While we can imagine several applications of our approach, we focus our attention on the two former examples given above: determining important transcription factors for cell reprogramming and discovering off-label uses of approved drugs. To assess our approach, we compare rankings produced by our approach with three cell reprogramming tasks that have experimentally proven sets of defined factors from landmark publications. For fairness, we censor the literature in our experiments to publications from roughly two years prior to the relevant landmark publications. We also apply our approach to the task of discovering drugs that may be repurposed for reducing blood glucose. In both cases, we show that our method is able to reproduce sufficient sets of defined factors and many relevant drugs within the top hits, suggesting that our method will likely be useful in accelerating the discovery process.
The KinderMiner Algorithm
Algorithm 1 breaks KinderMiner down step-by-step. At a high level, KinderMiner ranks a list of target terms by their association with a specified key phrase. It does this via keyword matching and document counting within a specified, relevant, searchable text corpus.

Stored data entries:

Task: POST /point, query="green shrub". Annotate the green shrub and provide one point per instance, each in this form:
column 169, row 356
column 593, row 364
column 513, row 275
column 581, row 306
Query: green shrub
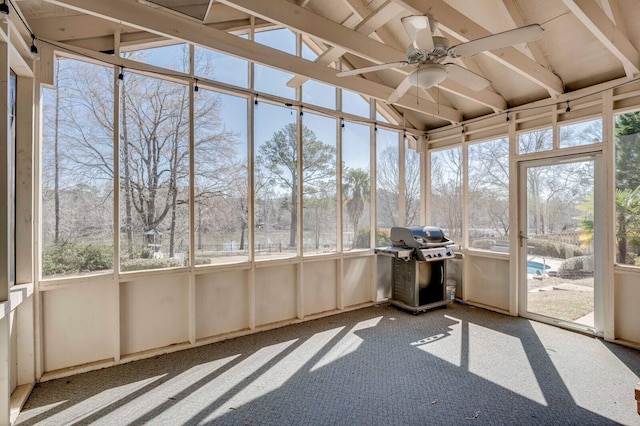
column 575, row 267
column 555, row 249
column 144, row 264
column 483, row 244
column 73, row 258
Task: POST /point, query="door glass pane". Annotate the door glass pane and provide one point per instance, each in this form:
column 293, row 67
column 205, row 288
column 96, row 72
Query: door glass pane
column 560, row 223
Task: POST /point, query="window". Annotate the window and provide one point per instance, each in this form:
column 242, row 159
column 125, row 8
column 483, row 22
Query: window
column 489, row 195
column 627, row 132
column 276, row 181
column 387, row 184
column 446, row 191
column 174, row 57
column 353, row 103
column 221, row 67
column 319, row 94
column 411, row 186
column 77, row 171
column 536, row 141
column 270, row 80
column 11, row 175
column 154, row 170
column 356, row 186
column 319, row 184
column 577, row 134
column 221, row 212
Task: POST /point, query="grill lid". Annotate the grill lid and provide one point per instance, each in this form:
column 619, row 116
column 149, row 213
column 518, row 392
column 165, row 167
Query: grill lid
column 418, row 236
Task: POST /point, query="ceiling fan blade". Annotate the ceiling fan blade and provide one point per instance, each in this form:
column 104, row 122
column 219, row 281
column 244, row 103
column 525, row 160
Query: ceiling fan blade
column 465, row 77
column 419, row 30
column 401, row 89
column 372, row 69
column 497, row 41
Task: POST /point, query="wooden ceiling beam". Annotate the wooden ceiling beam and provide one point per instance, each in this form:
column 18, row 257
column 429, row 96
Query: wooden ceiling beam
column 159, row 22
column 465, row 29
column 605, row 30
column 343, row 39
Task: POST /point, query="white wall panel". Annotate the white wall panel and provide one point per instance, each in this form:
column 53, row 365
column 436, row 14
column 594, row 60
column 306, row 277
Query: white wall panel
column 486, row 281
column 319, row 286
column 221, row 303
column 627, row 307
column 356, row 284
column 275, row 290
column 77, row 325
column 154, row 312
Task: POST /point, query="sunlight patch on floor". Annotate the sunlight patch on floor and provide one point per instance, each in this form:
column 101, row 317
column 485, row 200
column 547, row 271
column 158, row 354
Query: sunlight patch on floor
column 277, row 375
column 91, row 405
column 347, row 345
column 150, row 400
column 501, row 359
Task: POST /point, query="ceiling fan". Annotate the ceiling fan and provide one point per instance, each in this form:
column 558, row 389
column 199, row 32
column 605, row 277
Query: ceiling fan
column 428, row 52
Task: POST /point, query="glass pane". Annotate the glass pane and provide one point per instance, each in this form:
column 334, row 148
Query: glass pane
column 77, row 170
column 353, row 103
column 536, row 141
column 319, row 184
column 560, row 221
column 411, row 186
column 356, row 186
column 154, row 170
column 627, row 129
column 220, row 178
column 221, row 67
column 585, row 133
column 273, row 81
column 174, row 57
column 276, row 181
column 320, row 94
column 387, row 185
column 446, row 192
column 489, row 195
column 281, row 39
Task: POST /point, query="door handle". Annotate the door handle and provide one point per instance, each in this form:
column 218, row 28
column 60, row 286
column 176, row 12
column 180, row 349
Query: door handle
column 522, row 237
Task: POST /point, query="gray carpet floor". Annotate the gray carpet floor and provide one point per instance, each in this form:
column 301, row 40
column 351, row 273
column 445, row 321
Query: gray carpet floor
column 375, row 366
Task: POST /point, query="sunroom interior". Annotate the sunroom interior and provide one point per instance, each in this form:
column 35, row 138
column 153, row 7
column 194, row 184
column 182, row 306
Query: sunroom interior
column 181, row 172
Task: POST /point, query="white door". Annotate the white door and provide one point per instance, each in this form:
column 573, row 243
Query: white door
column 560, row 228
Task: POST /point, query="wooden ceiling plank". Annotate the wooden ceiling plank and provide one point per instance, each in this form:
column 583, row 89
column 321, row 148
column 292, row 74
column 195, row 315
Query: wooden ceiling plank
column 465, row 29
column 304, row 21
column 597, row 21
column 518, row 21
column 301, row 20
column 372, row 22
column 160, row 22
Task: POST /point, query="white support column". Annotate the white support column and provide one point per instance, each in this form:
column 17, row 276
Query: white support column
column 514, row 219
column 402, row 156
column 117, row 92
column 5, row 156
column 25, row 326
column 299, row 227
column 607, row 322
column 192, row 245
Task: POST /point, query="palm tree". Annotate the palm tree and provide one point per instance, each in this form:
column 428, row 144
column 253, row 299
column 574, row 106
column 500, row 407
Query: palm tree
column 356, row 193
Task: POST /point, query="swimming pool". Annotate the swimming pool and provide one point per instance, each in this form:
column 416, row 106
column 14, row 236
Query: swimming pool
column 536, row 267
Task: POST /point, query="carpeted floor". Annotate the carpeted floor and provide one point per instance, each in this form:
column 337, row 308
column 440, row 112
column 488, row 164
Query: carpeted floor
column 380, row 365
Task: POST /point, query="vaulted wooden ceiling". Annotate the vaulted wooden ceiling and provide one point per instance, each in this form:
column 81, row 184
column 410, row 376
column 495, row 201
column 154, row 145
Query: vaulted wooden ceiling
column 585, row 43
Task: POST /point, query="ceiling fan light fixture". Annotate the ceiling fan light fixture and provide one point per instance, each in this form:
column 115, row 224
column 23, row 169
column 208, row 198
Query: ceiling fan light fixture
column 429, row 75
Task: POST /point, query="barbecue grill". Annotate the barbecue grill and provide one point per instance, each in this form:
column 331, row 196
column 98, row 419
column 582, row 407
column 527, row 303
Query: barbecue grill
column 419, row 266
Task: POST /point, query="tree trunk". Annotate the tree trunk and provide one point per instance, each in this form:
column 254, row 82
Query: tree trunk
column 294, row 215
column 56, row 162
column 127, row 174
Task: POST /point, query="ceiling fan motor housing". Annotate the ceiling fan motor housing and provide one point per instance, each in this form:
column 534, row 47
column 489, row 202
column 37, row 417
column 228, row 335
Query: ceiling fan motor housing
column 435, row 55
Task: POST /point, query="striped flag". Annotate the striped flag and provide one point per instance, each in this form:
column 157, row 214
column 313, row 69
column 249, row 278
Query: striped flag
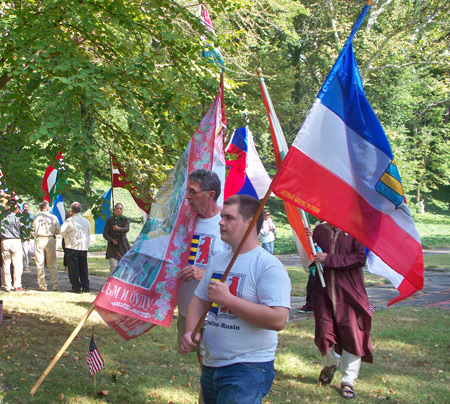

**WHAT YOU NEED TO DO:**
a. Answer these questions from the KinderMiner excerpt:
(i) How many cell reprogramming tasks are used to compare the rankings?
(ii) How far back is the literature censored in the experiments?
(iii) What does KinderMiner rank a list of target terms by?
b. Copy out the part of the KinderMiner excerpt from "The KinderMiner Algorithm" up to and including "searchable text corpus.".
The records are separate material and have no connection to the text.

**SOLUTIONS PER TASK:**
a.
(i) Three.
(ii) To publications from roughly two years prior to the relevant landmark publications.
(iii) By their association with a specified key phrase.

b.
The KinderMiner Algorithm
Algorithm 1 breaks KinderMiner down step-by-step. At a high level, KinderMiner ranks a list of target terms by their association with a specified key phrase. It does this via keyword matching and document counting within a specified, relevant, searchable text corpus.